# Emergency broadcast?? Okay, now i'm curious



## JayJay (Nov 23, 2010)

EMERGENCY BROADCAST
by gman » Thu Feb 03, 2011 11:29 am

Erin with Twisted Radio skyped this to me last night. I've have been trying to get more details from her and will follow up if I do otherwise you will have to tune in like myself to see what has got her panties in a bind.

glen - i have an emergency show scheduled for tomorrow night - please post this everywhwere that you can - so much #@%$ happening and kurt called me to get on asap...
[2/2/2011 6:15:37 PM] Erin Dakins: EMERGENCY BROADCAST WITH KURT WILSON the ARMCHAIR SURVIVALIST and OWNER OF SURVIVAL ENTERPRISES WHICH SELLS LONG-TERM STORABLE FOODS - NEWS YOU MUST ALL HEAR! WHAT HE HAS TO SHARE AFFECTS EVERY SINGLE PERSON OUT THERE THAT KNOWS THINGS ARE HAPPENING QUICKLY RIGHT NOW! TUNE IT AND FIND OUT...

Tonight 02/03/2011 on Prepper Podcast, Twisted Radio here's your liNK...

Twisted Radio Show 15 2/3/2011 - Prepper Podcast | Internet Radio | Blog Talk Radio
8:00 CENTRAL


----------



## PamsPride (Dec 21, 2010)

I am a dork....so does that mean 9pm for me on the East?? I don't want to get on at 8PM and be like 'It's not working!' 

Hmmm....I wonder what is going on???


----------



## JayJay (Nov 23, 2010)

PamsPride said:


> I am a dork....so does that mean 9pm for me on the East?? I don't want to get on at 8PM and be like 'It's not working!'
> 
> Hmmm....I wonder what is going on???


Yes, 9 east coast---I've listened before and it was interesting--I'm imagining all sorts of bad things...will be listening..


----------



## PamsPride (Dec 21, 2010)

I have been tuned in and I am listening now.


----------



## Salekdarling (Aug 15, 2010)

Tuned in now!


----------



## Salekdarling (Aug 15, 2010)

Okay so apparently I was too late for the broadcast. I got out of school late. What exactly did I miss? How can I listen to the show again?


----------



## JayJay (Nov 23, 2010)

Salekdarling said:


> Okay so apparently I was too late for the broadcast. I got out of school late. What exactly did I miss? How can I listen to the show again?


Obviously, I am the dork and either got the time wrong--help, someone read it, or misunderstood the notice.

Well, that was interesting about survival groups, what parts I listened to..

learned if someone comes to the group with no share of food, supplies, if they have no skill or trade, then boot them out...:wave:

And if every cocoapuffer goes to the woods with their weapon to get a deer, rabbit or whatever, they will scare away the animals and noone will get dinner..seems sensible.

#### [DATA SEGMENT]
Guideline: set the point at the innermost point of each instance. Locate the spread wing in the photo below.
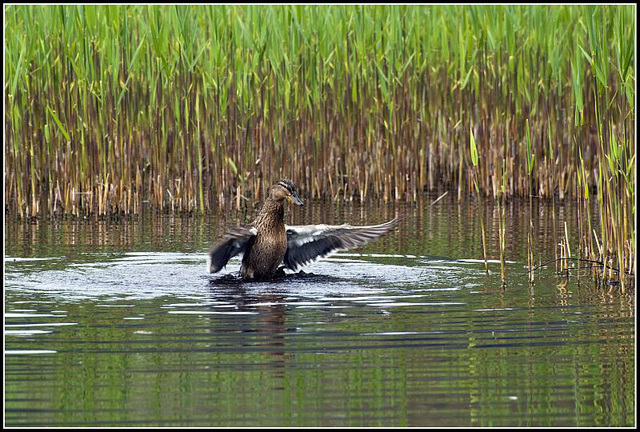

#### [STATED TASK 1]
Retype the emergency broadcast thread word for word, from "Obviously, I am" up to and including "I listened to..".
#### [STATED TASK 2]
Continue the forum thread about the emergency broadcast, starting after its last post.

#### [TASK RESPONSE 1]
Obviously, I am the dork and either got the time wrong--help, someone read it, or misunderstood the notice.

Well, that was interesting about survival groups, what parts I listened to..

#### [TASK RESPONSE 2]
----------



## goshengirl (Dec 18, 2010)

I listened a little at the beginning. Kurt Wilson talked about what's going on with powdered eggs for LTS. You may have noticed that Honeyville doesn't have any available, and anyone who sells Honeyville can't get them, either.

In a nutshell, last (November? not sure) Honeyville became back-ordered on all their eggs, and told their distributors it would be about three weeks before they were up and running with them. No problem. But when it came to more than three weeks, this Kurt called in, and got no good answers. He felt like he was getting a run around, and finally got his answer from Honeyville this week.

It seems that the FDA has clamped down on #10 cans of eggs - not because there's anything wrong with the product, but because of how they're labeled. So Honeyville is trying to work with the FDA and jump through their hoops (fill out the right paperwork, check the right boxes, etc.), and the FDA keeps telling them 'we'll let you know what you need to do, we'll get back to you.' 

Finally, Honeyville is able to get a green light from the government to start shipping out #10 cans of eggs. They start up production again, fill up two entire tractor trailers and start to head out - only to be stopped at their own gate by the FDA telling them, nope, you can't sell these. They had to destroy all the product, and they're still waiting for word from the FDA.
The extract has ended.